(Phrase grounding data)
──────────────────────────────

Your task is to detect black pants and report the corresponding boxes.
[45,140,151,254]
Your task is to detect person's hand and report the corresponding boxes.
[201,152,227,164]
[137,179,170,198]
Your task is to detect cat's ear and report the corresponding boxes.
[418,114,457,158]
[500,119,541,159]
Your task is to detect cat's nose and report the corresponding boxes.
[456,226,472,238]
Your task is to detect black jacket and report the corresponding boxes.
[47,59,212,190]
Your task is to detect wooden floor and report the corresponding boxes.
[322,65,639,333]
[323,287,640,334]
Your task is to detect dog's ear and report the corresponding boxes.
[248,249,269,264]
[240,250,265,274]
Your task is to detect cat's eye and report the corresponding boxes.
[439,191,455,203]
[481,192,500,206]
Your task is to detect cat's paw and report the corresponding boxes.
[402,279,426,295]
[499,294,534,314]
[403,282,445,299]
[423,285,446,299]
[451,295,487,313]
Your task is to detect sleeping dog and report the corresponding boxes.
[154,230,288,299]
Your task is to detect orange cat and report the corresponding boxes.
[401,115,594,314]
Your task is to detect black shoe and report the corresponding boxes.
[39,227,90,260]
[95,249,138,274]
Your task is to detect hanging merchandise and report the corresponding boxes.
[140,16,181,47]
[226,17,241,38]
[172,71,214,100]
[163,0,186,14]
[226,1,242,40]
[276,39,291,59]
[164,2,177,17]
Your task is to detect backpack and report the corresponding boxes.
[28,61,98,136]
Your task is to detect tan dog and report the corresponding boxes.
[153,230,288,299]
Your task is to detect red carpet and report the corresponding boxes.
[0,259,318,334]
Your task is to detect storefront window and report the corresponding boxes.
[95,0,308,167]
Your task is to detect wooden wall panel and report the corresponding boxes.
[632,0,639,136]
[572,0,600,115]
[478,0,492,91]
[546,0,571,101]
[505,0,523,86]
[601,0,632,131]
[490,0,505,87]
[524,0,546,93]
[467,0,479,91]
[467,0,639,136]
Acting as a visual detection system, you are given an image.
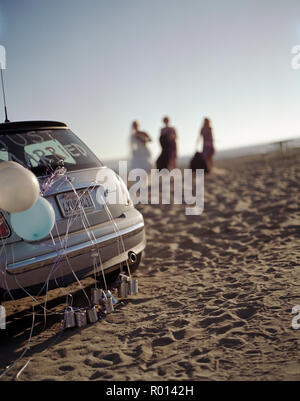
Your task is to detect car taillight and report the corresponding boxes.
[0,212,10,239]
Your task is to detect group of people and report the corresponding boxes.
[129,116,215,173]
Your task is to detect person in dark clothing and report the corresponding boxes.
[156,116,177,170]
[199,118,215,172]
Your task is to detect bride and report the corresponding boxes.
[130,121,153,172]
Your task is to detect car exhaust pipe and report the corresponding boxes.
[128,251,137,264]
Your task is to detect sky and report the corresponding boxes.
[0,0,300,161]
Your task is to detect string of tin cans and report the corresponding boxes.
[62,273,138,329]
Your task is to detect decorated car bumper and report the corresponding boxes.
[0,209,146,299]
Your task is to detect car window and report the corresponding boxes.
[0,148,8,161]
[25,139,77,167]
[0,129,102,176]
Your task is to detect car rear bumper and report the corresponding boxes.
[0,208,146,299]
[6,221,144,275]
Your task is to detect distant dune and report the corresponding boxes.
[102,137,300,171]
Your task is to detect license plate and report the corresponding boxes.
[56,190,95,218]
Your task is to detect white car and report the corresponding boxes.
[0,120,146,301]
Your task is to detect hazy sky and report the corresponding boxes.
[0,0,300,161]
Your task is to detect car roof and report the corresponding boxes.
[0,121,68,134]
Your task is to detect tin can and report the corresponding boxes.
[120,274,130,282]
[91,288,103,305]
[128,279,138,295]
[63,307,76,329]
[111,293,118,305]
[118,281,129,298]
[105,294,114,313]
[87,306,98,323]
[75,310,87,327]
[105,290,118,305]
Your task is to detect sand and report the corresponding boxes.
[0,148,300,381]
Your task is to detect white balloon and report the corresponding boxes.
[0,161,40,213]
[0,160,25,171]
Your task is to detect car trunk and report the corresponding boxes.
[3,166,128,244]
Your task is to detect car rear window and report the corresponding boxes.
[0,129,102,176]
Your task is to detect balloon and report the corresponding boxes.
[10,196,55,241]
[0,161,40,213]
[0,161,25,171]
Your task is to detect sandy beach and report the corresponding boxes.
[0,148,299,381]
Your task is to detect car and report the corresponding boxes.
[0,120,146,302]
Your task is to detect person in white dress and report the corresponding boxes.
[130,121,153,172]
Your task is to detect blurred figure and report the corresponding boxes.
[156,116,177,170]
[130,121,153,172]
[199,118,215,173]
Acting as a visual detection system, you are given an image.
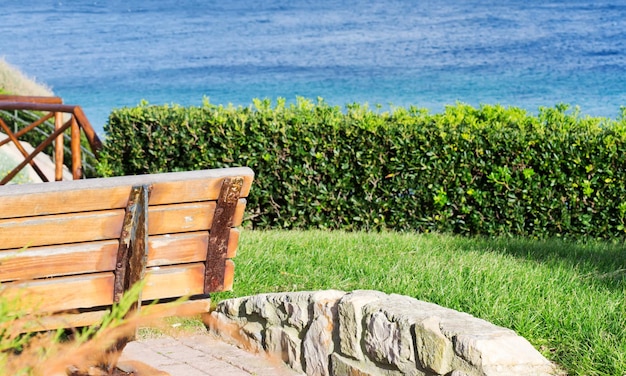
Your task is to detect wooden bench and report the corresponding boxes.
[0,167,254,332]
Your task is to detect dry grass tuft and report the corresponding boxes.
[2,313,142,375]
[0,59,54,96]
[0,285,188,375]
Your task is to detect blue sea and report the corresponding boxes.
[1,0,626,136]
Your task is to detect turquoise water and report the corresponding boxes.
[1,0,625,135]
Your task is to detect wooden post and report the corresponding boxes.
[71,116,82,179]
[54,112,64,181]
[112,184,150,354]
[73,106,102,156]
[204,177,243,293]
[114,185,151,306]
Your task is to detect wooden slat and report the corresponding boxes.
[147,229,239,266]
[0,240,118,282]
[148,199,245,236]
[142,264,205,301]
[0,210,125,250]
[224,259,235,291]
[1,272,115,313]
[0,228,240,281]
[0,200,245,250]
[149,180,230,207]
[148,202,214,235]
[0,168,253,219]
[140,297,212,318]
[11,297,213,333]
[233,198,247,227]
[148,232,208,266]
[22,310,109,333]
[0,186,135,219]
[226,228,239,258]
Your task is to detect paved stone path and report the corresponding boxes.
[118,333,304,376]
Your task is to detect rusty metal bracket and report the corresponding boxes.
[205,177,243,293]
[114,184,151,306]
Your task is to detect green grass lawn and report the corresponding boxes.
[212,229,626,376]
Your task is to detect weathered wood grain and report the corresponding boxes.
[0,240,118,282]
[140,297,212,318]
[0,201,246,250]
[224,259,235,291]
[142,263,205,301]
[233,198,247,227]
[0,228,240,282]
[226,228,239,258]
[147,202,214,235]
[1,272,115,313]
[148,232,208,266]
[0,168,253,219]
[0,210,125,250]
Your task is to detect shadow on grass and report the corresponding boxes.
[468,235,626,289]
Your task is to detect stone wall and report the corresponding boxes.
[205,290,558,376]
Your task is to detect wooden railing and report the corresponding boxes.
[0,95,102,185]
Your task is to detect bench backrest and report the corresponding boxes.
[0,167,253,330]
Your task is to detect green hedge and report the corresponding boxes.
[98,98,626,239]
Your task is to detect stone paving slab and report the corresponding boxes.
[119,333,304,376]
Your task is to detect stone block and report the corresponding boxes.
[338,290,386,360]
[218,297,244,318]
[280,298,310,331]
[244,294,281,325]
[240,321,264,352]
[363,311,414,372]
[413,316,453,375]
[453,333,556,376]
[329,353,406,376]
[266,326,304,373]
[271,291,313,328]
[303,291,343,376]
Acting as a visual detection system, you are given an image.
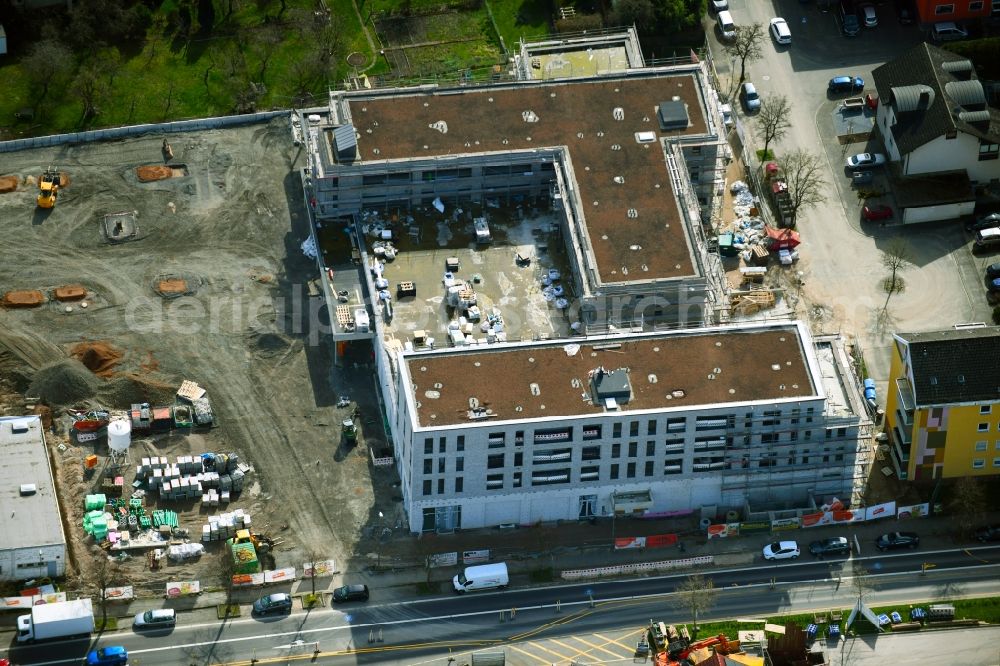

──────────────────────────────

• _TASK OBJECTIVE_
Could you restate each record word for word, keeping the pictures out?

• _SOLUTION TO THIS TASK_
Your task is to detect black pants and report the corresponding boxes.
[45,140,151,254]
Your task is to detect person's hand and report the corresponding boxes.
[201,152,227,164]
[137,179,170,198]
Your task is to detect cat's ear and report the corresponding boxes.
[418,114,457,158]
[500,119,541,159]
Your task is to detect cat's nose and report the corresponding boxes.
[456,226,472,238]
Your task is to detect black jacket and report the corresponding boxes.
[47,59,212,190]
Your task is to detect wooden floor and report the corresponding boxes.
[322,65,639,333]
[323,287,640,334]
Your task is to detect dog's ear and report the corresponding boxes.
[248,249,269,264]
[240,250,265,274]
Your task is to detect cat's eye and report the corresponding boxes.
[439,191,455,203]
[481,192,500,206]
Your task is to detect cat's paw and report the corresponding boxes.
[402,279,426,295]
[499,294,534,314]
[403,282,445,299]
[423,285,446,299]
[451,295,487,313]
Your task is to detect sleeping dog and report the corresponding boxes.
[154,230,288,299]
Your task is to detect orange cat and report the corresponding boxes.
[401,115,594,314]
Your task is to detect black shoe and report the corresponding boxes.
[39,227,90,260]
[95,249,138,274]
Your task is to detect hanging merchandise and report the corresponding boxes.
[140,16,181,47]
[226,17,241,38]
[172,71,214,100]
[163,0,186,14]
[226,1,242,40]
[276,39,291,59]
[164,2,177,17]
Your task is to detect backpack and report the corresponding boxes.
[28,61,98,136]
Your task is to detect tan dog and report the corresponding boxes.
[153,230,288,299]
Your task is to detect red carpet and report the corresponding boxes.
[0,259,318,334]
Your task is to detect storefront window and report the corresponding boxes.
[95,0,308,167]
Your task is to detect wooden wall panel and report the corresponding boxes.
[632,0,639,136]
[572,0,600,115]
[478,0,492,91]
[546,0,571,101]
[505,0,523,86]
[601,0,632,131]
[490,0,505,87]
[524,0,546,93]
[467,0,479,91]
[467,0,639,136]
Acting as a visual detection system, you are given an image.
Your task is to detect car taillight and report the corresponding boxes.
[0,212,10,239]
Your task is to detect group of people and report the corresponding boxes.
[129,116,215,173]
Your task is to detect person in dark clothing and report the corresponding boxes.
[156,116,177,170]
[199,118,215,172]
Your task is to detect bride and report the corresponding boxes.
[130,121,153,172]
Your task is to detect car exhaust pipe and report the corresponding boxes.
[128,251,137,264]
Your task is to detect sky and report the corresponding boxes.
[0,0,300,161]
Your task is to detect string of tin cans and report the corresponding boxes.
[62,273,138,329]
Your task is to detect decorated car bumper and report the corresponding boxes.
[0,209,146,299]
Your task is to detect car window and report the corresponding boxes.
[0,148,8,161]
[25,139,77,167]
[0,129,102,176]
Your task is to detect car rear bumper and report the corresponding boxes.
[0,208,146,299]
[6,221,144,275]
Your task is to detect distant dune and report the corresponding boxes.
[102,137,300,171]
Your task is to detect license plate and report the corresponding boxes.
[56,190,95,218]
Your task is to detect white car and report the corresponding boxes.
[0,120,146,301]
Your task is to detect hazy sky and report the corresponding boxes.
[0,0,300,161]
Your task is to detect car roof and report the corresponding boxes.
[0,121,68,134]
Your task is to detect tin can and report the corresponding boxes.
[120,274,130,282]
[91,288,103,305]
[128,279,138,295]
[63,307,76,329]
[111,293,118,305]
[118,281,129,298]
[105,294,114,313]
[87,306,98,323]
[75,310,87,327]
[105,290,118,305]
Your task is to detect sand and report the corresponding boxes.
[0,148,300,381]
Your task is to detect white balloon and report the corresponding boxes.
[0,161,40,213]
[0,160,25,171]
Your task is to detect car trunk and report the corresponding boxes.
[3,166,128,244]
Your task is to detect car rear window and report the corresponding boxes.
[0,129,102,176]
Your task is to detect balloon and report the corresponding boxes.
[10,196,55,241]
[0,161,40,213]
[0,161,25,171]
Your task is to detect sandy beach and report the corresponding boxes.
[0,148,299,381]
Your task is to detect car and report the corresponding boxes.
[0,120,146,302]
Your task is to detect person in white dress and report the corresponding boxes.
[130,121,153,172]
Your task is to detect blurred figure and report the corresponding boxes.
[156,116,177,170]
[130,121,153,172]
[199,118,215,173]
Acting as a visual detection system, you are given an image.
Your task is to detect wooden bench and report the corresponding boxes.
[0,167,254,332]
Your task is to detect dry grass tuft and report the corresponding boxes.
[2,313,142,375]
[0,59,54,96]
[0,285,188,375]
Your task is to detect blue sea and report the corresponding boxes.
[1,0,626,136]
Your task is to detect turquoise water and report the corresponding boxes.
[1,0,625,135]
Your task is to detect wooden post and report the corresponding boxes.
[71,116,82,179]
[54,112,64,181]
[112,184,150,354]
[73,106,102,156]
[204,177,243,293]
[114,185,151,306]
Your task is to detect wooden slat and report the corresponding boxes.
[147,229,239,266]
[0,240,118,282]
[148,199,245,236]
[142,264,205,301]
[0,210,125,250]
[224,259,235,291]
[1,272,115,313]
[0,228,240,281]
[0,200,245,250]
[149,180,230,207]
[148,202,214,235]
[0,168,253,219]
[140,297,212,318]
[11,297,213,333]
[233,198,247,227]
[148,232,208,266]
[22,310,109,333]
[0,186,135,219]
[226,228,239,258]
Your task is to detect paved stone path and report the corresponding boxes.
[118,333,304,376]
Your task is to detect rusty metal bracket and report the corresponding boxes.
[205,177,243,293]
[114,184,151,306]
Your task is to detect green grass lawn and report the corresponding boxes.
[212,229,626,376]
Your task is to detect weathered wood grain and report the corresponding boxes.
[0,240,118,282]
[140,297,212,318]
[0,201,246,250]
[224,259,235,291]
[142,263,205,301]
[233,198,247,227]
[0,228,240,282]
[226,228,239,258]
[147,202,214,235]
[1,272,115,313]
[148,232,208,266]
[0,168,253,219]
[0,210,125,250]
Your task is to detect shadow on grass and report the corresponding boxes.
[468,235,626,289]
Your task is to detect stone wall and report the corresponding boxes.
[205,290,558,376]
Your task is to detect wooden railing and report the corresponding boxes.
[0,95,102,185]
Your task is to detect bench backrest and report the corresponding boxes.
[0,167,253,330]
Your task is to detect green hedge and report the corresponding boxes.
[98,98,626,239]
Your task is to detect stone paving slab and report the corresponding boxes.
[119,333,304,376]
Your task is to detect stone block and report the corresponding boxes.
[338,290,386,360]
[218,297,244,318]
[280,298,310,331]
[244,294,281,325]
[240,321,264,352]
[363,311,414,372]
[413,316,453,375]
[453,333,556,376]
[329,353,406,376]
[266,326,304,373]
[271,291,313,328]
[303,291,343,376]
Acting as a visual detection system, you are given an image.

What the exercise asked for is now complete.